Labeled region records
"""
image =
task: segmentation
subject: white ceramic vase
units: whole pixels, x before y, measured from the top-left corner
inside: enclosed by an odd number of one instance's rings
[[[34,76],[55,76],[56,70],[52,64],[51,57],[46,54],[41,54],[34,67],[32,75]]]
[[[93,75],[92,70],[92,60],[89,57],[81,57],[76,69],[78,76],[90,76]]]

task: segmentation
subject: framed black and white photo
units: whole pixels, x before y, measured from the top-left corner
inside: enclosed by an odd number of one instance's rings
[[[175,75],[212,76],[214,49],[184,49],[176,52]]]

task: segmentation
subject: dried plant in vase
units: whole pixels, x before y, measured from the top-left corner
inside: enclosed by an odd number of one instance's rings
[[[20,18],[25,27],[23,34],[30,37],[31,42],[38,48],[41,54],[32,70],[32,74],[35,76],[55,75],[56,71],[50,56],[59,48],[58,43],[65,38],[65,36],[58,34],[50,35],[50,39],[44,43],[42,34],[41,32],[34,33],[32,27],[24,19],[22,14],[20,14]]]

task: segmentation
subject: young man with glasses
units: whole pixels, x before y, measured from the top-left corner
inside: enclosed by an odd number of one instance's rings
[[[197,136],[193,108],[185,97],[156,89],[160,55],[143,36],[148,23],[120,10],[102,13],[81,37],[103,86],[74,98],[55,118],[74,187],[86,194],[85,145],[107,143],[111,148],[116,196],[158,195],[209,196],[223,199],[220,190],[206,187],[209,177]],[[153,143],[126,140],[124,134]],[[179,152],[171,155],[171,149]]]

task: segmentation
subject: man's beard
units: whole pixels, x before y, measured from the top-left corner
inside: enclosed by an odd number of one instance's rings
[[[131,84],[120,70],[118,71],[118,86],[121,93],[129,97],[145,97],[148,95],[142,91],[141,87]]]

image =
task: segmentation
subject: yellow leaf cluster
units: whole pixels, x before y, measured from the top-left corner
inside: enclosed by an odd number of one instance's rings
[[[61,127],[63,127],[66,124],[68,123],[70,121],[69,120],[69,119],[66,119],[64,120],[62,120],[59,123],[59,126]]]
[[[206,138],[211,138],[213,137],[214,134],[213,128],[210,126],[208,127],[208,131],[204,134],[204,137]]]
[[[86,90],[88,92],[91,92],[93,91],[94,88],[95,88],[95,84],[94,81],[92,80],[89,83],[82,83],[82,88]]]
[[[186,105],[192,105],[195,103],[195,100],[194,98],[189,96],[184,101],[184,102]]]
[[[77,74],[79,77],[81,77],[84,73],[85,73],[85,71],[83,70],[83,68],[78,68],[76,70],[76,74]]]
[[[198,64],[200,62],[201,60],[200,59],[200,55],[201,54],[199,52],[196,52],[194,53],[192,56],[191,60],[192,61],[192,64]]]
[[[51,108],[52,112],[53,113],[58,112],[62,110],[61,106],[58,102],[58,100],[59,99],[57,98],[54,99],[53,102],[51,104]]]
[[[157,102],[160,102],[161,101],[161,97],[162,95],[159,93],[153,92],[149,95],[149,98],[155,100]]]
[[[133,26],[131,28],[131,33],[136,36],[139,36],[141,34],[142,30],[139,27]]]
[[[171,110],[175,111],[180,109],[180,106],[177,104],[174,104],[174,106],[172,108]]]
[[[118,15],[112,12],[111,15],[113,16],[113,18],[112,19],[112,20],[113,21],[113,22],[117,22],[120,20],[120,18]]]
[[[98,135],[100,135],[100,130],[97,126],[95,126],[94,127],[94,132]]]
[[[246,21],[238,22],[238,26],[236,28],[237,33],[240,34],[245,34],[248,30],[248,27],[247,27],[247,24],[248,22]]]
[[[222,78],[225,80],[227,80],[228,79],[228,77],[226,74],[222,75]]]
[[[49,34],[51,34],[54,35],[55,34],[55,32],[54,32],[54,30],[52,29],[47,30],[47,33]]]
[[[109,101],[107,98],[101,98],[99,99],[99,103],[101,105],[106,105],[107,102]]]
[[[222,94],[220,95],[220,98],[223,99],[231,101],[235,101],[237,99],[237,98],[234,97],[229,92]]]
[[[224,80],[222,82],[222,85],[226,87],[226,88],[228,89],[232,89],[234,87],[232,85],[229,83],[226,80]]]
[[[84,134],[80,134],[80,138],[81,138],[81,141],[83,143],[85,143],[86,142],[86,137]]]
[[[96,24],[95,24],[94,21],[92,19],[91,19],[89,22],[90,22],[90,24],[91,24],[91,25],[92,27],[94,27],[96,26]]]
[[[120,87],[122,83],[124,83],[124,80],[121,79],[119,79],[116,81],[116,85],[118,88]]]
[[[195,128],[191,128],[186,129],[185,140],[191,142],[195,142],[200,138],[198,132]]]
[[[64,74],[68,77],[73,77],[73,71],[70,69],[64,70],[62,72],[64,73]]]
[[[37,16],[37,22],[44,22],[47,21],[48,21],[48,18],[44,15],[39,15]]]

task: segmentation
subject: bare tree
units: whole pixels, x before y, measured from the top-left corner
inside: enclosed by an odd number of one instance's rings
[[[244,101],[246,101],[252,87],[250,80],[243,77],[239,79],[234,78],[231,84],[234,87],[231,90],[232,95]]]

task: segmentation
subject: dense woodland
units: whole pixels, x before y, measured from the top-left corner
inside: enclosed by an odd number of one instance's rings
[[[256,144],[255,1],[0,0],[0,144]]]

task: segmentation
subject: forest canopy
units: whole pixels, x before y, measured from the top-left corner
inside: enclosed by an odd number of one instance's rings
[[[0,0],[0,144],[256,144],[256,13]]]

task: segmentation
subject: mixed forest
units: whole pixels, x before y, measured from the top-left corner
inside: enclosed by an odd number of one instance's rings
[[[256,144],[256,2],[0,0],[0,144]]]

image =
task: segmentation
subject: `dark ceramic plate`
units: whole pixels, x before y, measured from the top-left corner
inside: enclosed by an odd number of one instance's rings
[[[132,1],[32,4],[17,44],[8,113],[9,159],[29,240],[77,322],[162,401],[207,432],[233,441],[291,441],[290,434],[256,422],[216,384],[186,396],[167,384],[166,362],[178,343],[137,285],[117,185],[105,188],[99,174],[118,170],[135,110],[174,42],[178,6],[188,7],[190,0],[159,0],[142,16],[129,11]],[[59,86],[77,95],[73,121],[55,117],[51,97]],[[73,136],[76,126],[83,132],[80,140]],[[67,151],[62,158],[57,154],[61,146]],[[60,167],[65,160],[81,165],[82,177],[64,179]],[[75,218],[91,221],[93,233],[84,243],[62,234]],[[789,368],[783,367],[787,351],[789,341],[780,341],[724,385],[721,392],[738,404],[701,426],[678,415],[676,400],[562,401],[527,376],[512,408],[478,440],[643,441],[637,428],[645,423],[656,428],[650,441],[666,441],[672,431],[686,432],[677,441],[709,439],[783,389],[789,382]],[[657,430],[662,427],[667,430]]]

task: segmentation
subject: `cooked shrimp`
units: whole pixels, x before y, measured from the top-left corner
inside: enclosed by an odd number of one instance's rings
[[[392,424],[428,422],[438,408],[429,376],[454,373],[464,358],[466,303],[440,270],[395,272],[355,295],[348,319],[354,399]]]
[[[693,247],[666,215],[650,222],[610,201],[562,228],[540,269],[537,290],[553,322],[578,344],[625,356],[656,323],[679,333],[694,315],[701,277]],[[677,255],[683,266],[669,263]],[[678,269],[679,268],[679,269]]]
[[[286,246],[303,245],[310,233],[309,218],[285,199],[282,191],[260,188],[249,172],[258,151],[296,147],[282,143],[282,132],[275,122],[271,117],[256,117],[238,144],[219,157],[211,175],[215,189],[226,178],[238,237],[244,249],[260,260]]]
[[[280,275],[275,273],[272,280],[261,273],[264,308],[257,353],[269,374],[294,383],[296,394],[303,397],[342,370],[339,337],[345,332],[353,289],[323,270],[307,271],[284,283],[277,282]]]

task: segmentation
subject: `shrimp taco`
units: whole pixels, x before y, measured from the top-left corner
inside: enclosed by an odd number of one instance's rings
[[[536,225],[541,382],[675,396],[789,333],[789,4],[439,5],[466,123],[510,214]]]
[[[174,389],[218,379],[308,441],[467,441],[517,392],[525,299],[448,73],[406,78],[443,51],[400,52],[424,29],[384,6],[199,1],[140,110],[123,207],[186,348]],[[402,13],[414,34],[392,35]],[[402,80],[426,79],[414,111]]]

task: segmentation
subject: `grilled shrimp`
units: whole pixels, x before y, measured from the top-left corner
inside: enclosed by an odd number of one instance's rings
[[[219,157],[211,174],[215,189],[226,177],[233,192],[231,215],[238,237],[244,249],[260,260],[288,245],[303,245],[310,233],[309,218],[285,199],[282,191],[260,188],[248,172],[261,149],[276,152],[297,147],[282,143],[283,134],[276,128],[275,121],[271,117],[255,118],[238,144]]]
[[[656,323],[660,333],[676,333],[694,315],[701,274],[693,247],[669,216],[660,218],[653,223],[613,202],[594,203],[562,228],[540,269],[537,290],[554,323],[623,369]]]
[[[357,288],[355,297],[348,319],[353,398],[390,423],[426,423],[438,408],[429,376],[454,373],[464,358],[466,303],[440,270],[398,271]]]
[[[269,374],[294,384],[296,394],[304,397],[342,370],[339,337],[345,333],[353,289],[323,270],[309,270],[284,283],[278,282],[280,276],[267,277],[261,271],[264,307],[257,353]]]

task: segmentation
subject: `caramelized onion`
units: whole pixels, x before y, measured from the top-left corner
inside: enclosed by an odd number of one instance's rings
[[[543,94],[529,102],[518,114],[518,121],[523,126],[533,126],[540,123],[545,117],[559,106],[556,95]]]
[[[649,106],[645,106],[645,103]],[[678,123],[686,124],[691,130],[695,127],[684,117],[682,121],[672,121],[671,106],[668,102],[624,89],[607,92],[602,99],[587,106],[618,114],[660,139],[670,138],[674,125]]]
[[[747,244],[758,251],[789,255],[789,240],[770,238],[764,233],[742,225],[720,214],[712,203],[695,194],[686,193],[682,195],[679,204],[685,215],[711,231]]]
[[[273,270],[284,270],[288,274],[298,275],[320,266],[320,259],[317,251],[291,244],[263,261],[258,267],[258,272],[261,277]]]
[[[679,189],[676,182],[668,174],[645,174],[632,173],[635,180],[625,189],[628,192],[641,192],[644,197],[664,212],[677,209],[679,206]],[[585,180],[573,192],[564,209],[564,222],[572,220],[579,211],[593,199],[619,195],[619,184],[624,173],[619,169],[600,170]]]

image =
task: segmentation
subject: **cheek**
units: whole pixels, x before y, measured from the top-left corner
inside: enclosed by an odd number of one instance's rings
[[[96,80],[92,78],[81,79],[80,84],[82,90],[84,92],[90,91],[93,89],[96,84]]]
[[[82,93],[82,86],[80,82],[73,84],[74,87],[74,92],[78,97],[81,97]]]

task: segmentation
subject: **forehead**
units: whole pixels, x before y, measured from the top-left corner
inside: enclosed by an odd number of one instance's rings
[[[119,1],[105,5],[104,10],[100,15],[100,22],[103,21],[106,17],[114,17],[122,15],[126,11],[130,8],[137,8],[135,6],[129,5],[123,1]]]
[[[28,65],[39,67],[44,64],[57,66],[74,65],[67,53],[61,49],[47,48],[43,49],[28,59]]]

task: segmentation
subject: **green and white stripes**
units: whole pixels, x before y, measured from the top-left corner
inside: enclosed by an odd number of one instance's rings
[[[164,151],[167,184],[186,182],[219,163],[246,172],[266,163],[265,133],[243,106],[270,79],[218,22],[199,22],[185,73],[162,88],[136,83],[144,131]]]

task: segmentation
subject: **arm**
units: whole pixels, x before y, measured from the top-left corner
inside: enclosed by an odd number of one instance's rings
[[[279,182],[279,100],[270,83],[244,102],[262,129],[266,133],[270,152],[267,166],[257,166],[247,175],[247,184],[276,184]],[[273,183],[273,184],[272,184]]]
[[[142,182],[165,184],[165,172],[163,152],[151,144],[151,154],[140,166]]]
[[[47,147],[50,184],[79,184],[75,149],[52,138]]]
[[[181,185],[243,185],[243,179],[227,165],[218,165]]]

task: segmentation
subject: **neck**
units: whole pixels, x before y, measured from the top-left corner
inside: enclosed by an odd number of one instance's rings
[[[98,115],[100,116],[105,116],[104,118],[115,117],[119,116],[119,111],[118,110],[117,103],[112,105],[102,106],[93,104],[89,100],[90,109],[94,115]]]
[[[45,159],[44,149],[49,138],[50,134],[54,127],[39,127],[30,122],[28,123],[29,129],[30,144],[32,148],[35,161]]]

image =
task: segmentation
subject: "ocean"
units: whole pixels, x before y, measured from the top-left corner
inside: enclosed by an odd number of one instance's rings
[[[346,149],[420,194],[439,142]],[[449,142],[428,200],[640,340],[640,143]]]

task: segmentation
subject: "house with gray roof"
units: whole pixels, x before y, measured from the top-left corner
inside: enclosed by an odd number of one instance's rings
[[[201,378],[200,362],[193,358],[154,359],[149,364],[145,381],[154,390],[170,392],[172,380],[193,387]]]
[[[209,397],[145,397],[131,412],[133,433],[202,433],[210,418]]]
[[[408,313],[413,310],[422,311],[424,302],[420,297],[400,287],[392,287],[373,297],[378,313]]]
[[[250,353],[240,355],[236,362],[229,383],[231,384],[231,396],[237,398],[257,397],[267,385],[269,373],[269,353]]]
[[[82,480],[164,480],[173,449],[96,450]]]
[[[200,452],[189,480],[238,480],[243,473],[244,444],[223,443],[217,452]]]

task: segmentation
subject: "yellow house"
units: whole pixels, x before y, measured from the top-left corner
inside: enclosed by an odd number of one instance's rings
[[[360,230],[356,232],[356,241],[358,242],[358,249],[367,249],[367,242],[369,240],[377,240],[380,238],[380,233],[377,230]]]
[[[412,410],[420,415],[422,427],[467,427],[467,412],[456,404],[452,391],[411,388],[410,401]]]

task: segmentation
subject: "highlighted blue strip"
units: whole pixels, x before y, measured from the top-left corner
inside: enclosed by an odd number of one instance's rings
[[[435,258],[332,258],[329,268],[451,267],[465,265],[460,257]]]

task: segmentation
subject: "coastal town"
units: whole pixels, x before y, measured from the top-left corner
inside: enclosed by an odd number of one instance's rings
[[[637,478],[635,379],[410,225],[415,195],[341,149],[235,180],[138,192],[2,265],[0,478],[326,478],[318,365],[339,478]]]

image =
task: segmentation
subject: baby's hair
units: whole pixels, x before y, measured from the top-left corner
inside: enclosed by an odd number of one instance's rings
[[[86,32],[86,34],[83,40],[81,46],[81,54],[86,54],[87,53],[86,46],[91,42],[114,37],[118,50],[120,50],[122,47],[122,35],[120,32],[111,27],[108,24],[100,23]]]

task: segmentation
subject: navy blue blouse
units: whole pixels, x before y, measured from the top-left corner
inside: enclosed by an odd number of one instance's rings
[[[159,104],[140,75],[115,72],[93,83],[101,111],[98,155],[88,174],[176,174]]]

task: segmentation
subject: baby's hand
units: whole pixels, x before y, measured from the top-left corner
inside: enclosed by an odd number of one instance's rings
"""
Exercise objective —
List every line of the items above that contains the word "forest", treating case as significant.

Result —
subject: forest canopy
subject: mixed forest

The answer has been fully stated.